- Required work
Look through the records that follow. Copy every line containing the word "below".

(Referring expression pointing data)
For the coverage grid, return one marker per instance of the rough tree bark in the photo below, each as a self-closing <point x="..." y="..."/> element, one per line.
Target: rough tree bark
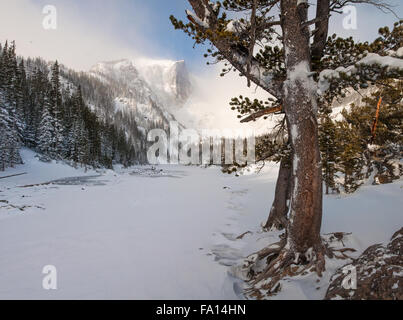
<point x="302" y="244"/>
<point x="300" y="105"/>
<point x="278" y="212"/>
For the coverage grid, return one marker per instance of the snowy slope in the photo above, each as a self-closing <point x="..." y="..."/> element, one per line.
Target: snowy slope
<point x="148" y="92"/>
<point x="149" y="234"/>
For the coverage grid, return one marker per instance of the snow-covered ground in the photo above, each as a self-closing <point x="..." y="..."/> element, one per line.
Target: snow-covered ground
<point x="140" y="233"/>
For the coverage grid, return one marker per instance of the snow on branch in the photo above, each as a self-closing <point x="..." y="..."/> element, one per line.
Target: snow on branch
<point x="390" y="63"/>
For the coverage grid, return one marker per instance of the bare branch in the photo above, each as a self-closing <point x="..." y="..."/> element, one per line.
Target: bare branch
<point x="253" y="39"/>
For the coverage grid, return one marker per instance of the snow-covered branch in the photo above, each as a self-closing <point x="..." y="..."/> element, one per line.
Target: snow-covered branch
<point x="392" y="64"/>
<point x="205" y="18"/>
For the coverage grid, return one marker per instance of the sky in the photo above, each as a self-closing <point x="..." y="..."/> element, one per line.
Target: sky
<point x="90" y="31"/>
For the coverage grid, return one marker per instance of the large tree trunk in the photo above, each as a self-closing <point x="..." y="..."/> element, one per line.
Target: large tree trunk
<point x="300" y="105"/>
<point x="279" y="209"/>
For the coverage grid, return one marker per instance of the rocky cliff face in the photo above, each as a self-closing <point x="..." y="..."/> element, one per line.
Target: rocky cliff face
<point x="148" y="90"/>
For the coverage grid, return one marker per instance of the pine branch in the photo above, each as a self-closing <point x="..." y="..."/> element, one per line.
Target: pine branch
<point x="262" y="113"/>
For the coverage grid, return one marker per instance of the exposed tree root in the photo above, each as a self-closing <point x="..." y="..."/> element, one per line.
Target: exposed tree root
<point x="264" y="269"/>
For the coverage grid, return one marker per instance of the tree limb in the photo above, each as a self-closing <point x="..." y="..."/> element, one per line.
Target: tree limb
<point x="236" y="54"/>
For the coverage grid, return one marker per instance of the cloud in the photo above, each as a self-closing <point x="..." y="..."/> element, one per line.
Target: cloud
<point x="76" y="42"/>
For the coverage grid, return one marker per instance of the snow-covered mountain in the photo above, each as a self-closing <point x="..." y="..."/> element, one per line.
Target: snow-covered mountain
<point x="149" y="90"/>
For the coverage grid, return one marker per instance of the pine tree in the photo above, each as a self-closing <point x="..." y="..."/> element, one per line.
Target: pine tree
<point x="329" y="151"/>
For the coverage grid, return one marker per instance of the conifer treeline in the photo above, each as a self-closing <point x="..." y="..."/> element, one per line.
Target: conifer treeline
<point x="42" y="111"/>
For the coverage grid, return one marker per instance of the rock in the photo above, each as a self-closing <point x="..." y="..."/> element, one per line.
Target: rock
<point x="379" y="274"/>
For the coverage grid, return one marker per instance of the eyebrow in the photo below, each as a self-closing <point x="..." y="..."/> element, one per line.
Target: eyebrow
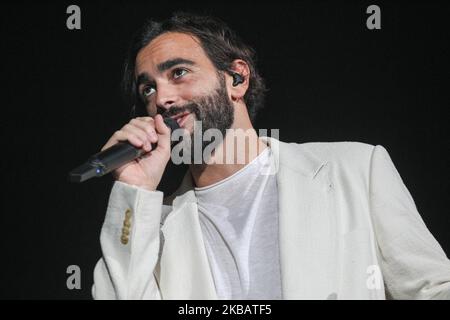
<point x="166" y="65"/>
<point x="144" y="77"/>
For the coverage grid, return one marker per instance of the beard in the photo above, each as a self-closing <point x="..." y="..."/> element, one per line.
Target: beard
<point x="214" y="111"/>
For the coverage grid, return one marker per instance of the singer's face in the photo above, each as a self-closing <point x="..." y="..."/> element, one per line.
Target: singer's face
<point x="175" y="77"/>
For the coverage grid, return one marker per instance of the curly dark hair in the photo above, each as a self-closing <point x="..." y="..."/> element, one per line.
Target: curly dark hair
<point x="221" y="44"/>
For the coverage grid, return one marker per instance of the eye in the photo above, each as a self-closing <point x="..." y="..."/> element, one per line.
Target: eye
<point x="177" y="73"/>
<point x="148" y="91"/>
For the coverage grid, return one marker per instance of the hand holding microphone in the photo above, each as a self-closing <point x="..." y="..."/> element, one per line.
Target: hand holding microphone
<point x="130" y="156"/>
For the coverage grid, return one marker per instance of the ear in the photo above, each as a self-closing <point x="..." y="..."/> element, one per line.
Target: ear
<point x="237" y="92"/>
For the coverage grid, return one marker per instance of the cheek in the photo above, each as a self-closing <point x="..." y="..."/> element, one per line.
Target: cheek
<point x="198" y="87"/>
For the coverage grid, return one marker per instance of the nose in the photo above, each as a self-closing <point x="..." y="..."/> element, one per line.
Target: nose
<point x="166" y="96"/>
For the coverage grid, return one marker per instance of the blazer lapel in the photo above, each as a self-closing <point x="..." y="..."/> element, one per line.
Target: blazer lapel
<point x="184" y="271"/>
<point x="307" y="236"/>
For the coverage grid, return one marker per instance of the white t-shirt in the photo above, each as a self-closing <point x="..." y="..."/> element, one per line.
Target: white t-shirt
<point x="239" y="221"/>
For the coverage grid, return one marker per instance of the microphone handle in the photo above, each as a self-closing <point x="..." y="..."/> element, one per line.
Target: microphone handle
<point x="112" y="158"/>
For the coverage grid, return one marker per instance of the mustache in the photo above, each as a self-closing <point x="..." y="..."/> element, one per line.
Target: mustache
<point x="191" y="107"/>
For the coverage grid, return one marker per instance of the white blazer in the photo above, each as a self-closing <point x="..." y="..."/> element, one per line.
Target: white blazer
<point x="348" y="229"/>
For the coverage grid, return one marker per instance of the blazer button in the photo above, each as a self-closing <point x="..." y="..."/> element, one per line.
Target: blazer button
<point x="126" y="227"/>
<point x="124" y="239"/>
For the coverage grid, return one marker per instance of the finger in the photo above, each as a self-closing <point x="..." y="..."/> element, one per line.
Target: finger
<point x="148" y="126"/>
<point x="140" y="134"/>
<point x="119" y="136"/>
<point x="163" y="132"/>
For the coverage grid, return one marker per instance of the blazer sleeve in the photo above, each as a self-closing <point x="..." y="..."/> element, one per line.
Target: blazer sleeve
<point x="126" y="269"/>
<point x="412" y="262"/>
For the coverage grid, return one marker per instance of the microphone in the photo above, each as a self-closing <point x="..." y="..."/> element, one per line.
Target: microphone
<point x="112" y="158"/>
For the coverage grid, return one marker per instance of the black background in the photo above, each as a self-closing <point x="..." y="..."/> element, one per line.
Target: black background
<point x="330" y="79"/>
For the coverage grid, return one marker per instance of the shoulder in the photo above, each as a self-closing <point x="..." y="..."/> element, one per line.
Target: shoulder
<point x="352" y="157"/>
<point x="341" y="151"/>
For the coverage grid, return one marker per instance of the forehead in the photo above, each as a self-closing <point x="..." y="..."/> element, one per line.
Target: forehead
<point x="170" y="45"/>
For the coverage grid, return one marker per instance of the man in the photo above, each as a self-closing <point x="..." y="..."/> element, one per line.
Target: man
<point x="333" y="221"/>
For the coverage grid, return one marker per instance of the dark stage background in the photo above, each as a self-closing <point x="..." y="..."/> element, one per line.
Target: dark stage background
<point x="330" y="79"/>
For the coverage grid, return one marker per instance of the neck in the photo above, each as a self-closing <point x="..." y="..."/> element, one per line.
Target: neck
<point x="239" y="147"/>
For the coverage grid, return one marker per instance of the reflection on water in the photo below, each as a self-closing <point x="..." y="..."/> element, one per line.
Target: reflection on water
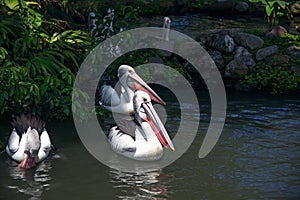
<point x="257" y="157"/>
<point x="146" y="185"/>
<point x="32" y="182"/>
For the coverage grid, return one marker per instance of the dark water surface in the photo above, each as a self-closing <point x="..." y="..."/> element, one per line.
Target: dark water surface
<point x="257" y="157"/>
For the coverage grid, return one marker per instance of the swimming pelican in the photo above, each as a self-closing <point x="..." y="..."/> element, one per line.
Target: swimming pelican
<point x="120" y="100"/>
<point x="144" y="137"/>
<point x="29" y="142"/>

- Task response
For the coverage grid, return one marker per instance of the rough tree bark in the photo below, each as a self-closing <point x="..." y="..."/> element, one per line.
For the coverage grid, return one marker per instance of the eyebrow in the photo below, each as a self-closing <point x="..." y="..."/> element, one per line.
For the coverage grid, return one marker per instance of the reflection on water in the photo below, each as a self-closing <point x="..." y="..."/> element, one per line.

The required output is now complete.